■ Document extract
::::::::
Member of the National Assembly of the Republic of Serbia
- Incumbent
- Assumed office 6 February 2024
- In office 1 August 2022 – 25 October 2022

Member of the City Assembly of Belgrade
- In office 11 June 2022 – 11 June 2022

Personal details
- Born: 18 December 1973 (age 52) Belgrade, SR Serbia, SFR Yugoslavia
- Party: SNS

= Marija Zdravković =

Serbian cardiologist and politician

Marija Zdravković (Марија Здравковић; 18 December 1973) is a Serbian medical doctor, administrator, and politician. She has been the director of the hospital Bežanijska Kosa in Belgrade since 2014 and is currently serving her second term in Serbia's national assembly. Zdravković is a member of the Serbian Progressive Party (SNS).

==Early life and medical career==
Zdravković was born in Belgrade, in what was then the Socialist Republic of Serbia in the Socialist Federal Republic of Yugoslavia. She graduated from the University of Belgrade Faculty of Medicine in 1998 with a 9.94 grade average, received a master's degree in cardiology in 2005, earned a Ph.D. in sports cardiology in 2010, and afterward completed a two-year post-doctoral studies program at the University of Zürich.
::::::::
■ Data extract
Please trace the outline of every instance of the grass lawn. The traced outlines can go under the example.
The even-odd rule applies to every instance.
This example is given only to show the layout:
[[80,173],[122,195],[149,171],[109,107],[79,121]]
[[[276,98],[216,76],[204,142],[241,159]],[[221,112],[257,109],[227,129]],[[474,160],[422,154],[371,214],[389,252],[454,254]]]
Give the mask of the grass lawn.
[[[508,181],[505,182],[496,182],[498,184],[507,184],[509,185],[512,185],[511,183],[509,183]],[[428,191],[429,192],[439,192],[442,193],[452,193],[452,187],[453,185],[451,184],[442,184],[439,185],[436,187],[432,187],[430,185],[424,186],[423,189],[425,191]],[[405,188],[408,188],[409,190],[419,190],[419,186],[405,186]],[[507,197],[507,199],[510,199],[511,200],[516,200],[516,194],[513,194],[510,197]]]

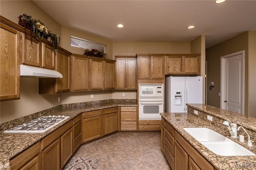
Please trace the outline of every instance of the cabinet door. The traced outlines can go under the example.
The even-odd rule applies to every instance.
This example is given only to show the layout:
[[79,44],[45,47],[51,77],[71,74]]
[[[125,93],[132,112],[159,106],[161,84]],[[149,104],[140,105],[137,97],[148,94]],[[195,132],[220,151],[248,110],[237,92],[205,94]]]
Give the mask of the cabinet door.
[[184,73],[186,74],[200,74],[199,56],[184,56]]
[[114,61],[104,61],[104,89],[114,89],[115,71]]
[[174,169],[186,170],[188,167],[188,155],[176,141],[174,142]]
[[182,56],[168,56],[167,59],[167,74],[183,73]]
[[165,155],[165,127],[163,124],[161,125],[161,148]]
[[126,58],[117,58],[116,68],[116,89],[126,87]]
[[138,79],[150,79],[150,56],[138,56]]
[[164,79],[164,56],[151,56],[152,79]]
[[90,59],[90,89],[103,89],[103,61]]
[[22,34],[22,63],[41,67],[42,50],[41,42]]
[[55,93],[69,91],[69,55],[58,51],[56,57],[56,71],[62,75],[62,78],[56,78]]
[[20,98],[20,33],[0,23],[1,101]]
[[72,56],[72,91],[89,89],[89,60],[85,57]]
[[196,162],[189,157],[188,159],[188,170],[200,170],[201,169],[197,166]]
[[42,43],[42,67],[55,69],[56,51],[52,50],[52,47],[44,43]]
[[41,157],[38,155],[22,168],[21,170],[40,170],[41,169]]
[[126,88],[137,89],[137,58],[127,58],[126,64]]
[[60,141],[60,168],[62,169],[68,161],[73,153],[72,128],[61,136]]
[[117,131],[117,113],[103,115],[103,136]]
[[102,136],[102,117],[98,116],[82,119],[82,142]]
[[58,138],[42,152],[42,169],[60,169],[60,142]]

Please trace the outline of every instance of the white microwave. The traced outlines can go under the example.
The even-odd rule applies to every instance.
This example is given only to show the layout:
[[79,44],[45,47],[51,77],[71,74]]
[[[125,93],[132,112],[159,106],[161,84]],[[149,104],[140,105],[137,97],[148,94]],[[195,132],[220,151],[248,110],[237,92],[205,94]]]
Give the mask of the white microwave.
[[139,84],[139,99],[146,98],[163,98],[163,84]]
::::::::
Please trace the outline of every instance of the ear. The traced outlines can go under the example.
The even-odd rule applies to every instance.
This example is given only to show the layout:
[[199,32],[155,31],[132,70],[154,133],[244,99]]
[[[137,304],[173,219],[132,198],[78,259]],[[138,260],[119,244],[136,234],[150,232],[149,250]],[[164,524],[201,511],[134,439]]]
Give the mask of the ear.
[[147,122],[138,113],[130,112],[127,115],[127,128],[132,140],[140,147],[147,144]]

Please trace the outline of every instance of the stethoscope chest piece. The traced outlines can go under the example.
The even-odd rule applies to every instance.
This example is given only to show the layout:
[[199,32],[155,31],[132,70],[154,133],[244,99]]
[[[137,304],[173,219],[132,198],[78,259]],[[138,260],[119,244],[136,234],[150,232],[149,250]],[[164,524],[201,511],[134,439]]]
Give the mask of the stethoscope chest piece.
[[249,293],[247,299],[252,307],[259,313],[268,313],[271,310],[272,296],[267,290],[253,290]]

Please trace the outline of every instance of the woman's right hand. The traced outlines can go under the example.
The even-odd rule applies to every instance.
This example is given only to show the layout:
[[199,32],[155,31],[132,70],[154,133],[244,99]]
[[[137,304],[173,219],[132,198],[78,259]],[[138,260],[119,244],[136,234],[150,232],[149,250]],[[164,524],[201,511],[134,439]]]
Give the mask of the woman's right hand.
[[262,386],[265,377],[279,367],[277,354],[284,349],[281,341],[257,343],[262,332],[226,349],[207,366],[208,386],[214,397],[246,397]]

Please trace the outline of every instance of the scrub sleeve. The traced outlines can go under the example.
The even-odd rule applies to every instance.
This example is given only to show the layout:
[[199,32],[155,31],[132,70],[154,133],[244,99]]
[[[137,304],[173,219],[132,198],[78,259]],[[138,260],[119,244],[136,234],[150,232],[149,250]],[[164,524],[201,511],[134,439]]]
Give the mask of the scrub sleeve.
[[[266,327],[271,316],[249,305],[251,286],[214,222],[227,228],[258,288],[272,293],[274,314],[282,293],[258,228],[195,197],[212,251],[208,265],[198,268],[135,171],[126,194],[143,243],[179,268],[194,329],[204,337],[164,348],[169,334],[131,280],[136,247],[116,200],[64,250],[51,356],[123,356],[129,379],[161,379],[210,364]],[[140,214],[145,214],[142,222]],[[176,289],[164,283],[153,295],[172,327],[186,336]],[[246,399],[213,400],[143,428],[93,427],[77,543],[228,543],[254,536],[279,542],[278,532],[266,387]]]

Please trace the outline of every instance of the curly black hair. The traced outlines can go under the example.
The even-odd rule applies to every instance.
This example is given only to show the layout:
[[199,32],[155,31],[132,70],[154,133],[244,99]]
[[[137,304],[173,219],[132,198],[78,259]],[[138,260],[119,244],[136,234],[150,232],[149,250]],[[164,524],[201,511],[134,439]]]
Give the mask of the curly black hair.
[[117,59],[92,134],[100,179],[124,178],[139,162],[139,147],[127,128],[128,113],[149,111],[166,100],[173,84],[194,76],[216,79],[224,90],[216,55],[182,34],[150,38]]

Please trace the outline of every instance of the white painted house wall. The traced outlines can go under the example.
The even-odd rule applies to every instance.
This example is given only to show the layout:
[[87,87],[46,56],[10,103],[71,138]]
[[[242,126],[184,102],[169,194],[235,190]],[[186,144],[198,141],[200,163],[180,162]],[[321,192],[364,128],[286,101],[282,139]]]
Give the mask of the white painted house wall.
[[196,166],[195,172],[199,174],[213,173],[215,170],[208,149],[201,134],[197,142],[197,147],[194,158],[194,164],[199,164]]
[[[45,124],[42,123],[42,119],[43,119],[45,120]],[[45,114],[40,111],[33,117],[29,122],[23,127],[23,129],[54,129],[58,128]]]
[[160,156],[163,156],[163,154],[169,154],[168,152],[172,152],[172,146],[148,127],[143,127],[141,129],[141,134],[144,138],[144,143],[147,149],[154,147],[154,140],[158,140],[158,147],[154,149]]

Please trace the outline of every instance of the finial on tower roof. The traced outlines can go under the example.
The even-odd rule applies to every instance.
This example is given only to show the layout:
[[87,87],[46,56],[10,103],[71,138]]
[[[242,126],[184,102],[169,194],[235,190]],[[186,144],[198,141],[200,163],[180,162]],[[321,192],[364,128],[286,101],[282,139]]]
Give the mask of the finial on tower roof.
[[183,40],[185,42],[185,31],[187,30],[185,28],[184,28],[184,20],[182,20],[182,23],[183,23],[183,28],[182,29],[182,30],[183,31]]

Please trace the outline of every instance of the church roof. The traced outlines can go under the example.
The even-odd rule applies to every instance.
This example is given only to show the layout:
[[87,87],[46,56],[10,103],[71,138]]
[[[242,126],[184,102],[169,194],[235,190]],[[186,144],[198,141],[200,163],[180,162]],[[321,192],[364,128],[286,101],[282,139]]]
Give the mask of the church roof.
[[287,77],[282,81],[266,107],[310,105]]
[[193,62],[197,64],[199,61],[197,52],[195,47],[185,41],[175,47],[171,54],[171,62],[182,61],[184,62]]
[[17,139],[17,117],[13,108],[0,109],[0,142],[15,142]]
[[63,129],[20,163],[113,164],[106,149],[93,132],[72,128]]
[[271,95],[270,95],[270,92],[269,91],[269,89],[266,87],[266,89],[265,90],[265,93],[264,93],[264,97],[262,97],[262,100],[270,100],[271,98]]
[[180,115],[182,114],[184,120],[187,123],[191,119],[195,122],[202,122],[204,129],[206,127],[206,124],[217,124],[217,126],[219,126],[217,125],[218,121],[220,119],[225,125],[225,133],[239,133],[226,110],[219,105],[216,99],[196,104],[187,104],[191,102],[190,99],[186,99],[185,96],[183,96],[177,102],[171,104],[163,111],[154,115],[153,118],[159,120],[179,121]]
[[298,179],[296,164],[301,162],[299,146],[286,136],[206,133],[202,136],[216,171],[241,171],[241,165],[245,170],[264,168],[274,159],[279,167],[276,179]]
::::::::
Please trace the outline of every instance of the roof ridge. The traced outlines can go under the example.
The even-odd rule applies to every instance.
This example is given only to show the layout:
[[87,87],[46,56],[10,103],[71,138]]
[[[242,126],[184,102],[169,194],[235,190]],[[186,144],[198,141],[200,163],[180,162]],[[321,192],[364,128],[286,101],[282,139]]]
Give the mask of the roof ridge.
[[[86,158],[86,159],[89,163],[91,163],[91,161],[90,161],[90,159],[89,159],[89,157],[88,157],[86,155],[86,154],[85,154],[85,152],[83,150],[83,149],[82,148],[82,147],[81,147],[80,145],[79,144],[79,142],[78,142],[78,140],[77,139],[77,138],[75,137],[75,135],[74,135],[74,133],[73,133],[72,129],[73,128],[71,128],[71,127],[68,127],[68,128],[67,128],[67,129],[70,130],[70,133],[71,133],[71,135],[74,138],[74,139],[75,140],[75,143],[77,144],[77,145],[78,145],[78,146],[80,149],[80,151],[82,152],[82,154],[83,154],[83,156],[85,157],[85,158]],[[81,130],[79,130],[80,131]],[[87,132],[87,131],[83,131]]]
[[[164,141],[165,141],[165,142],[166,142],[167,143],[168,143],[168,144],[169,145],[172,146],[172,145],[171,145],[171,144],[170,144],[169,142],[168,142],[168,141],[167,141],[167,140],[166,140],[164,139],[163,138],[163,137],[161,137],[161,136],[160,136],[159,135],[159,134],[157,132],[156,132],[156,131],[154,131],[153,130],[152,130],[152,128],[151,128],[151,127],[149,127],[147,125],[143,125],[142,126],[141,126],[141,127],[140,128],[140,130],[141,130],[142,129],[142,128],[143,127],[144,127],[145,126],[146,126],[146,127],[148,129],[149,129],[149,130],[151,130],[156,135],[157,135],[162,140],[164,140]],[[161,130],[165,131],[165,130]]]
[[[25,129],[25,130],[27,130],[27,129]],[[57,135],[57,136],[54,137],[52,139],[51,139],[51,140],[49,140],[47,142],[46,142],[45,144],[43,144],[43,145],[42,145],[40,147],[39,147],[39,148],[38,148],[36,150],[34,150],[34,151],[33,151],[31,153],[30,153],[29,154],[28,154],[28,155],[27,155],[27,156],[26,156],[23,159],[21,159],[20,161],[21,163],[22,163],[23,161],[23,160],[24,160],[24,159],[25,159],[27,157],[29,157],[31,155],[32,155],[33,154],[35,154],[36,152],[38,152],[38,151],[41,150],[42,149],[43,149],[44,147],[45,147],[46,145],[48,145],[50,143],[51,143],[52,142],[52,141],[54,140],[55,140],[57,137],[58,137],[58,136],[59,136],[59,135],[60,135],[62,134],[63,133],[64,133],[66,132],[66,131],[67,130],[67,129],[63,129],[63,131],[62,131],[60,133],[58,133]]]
::::::::
■ Tasks
• A. According to the Marija Zdravković biography, which university ran the two-year post-doctoral program that she completed?
• B. Write the next part of the Marija Zdravković biography, starting after its last sentence.

■ Answer set
• A. The University of Zürich.

• B.
She was appointed as a clinical assistant at the Faculty of Medicine in 2012 and was named as an associate professor of internal medicine - cardiology in 2019. She became director of Bežanijska Kosa in September 2014. Zdravković is credited as being the first cardiologist in Serbia to introduce cardiomagnetic resonance into regular clinical practice.

==Politician==
Zdravković led the SNS's electoral list for New Belgrade in the 2020 Serbian local elections and was elected when the list won twenty-two out of forty-nine mandates. Aleksandar Šapić's Serbian Patriotic Alliance (SPAS) narrowly defeated the SNS in this election, and the Progressives did not initially participate in the local government. In 2021, the SPAS merged into the Progressive Party.

===Parliamentarian and city assembly member===
Zdraković received the sixth position on the SNS-led Together We Can Do Everything list in the 2022 Serbian parliamentary election and the second position (after Śapić) on the list in the concurrent 2022 Belgrade City Assembly election. In both cases, her placement was tantamount to election; she was elected to the national assembly when the SNS's alliance won 120 out of 250 seats and to the city assembly when it won forty-eight out of 110 seats.

She resigned from the city assembly on 11 June 2022 (i.e., the day that it convened) and from the national assembly on 25 October 2022. During her brief first parliamentary term, she was a member of the health and family committee and the committee on the rights of the child, as well as being a deputy member of the labour committee (Note: Formally known as the Committee on Labour, Social Issues, Social Inclusion, and Poverty Reduction.) and the environmental protection committee.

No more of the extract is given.